Natural language region descriptions

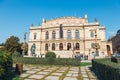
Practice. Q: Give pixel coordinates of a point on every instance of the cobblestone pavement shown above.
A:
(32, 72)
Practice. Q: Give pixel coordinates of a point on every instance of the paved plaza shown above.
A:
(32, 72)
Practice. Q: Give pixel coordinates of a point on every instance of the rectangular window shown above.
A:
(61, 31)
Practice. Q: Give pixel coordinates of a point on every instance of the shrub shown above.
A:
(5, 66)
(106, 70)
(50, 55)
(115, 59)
--
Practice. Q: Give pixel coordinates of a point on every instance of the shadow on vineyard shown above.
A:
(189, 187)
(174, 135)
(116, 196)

→ Task prompt
Would you please filter the lines above and copy every one that includes "instance"?

→ Task solution
Practice. Q: Give pixel coordinates of a point on every instance of the cobblestone pavement shown above.
Practice. Q: Give pixel coordinates of a point on every instance of the paved plaza shown above.
Practice. Q: Give pixel coordinates of a point on every instance of the rectangular window shown above.
Practice. Q: Give pixel coordinates of a point on every instance of the shrub shown above.
Practice. Q: Give pixel coordinates of a point on every instance of the shadow on vineyard shown above.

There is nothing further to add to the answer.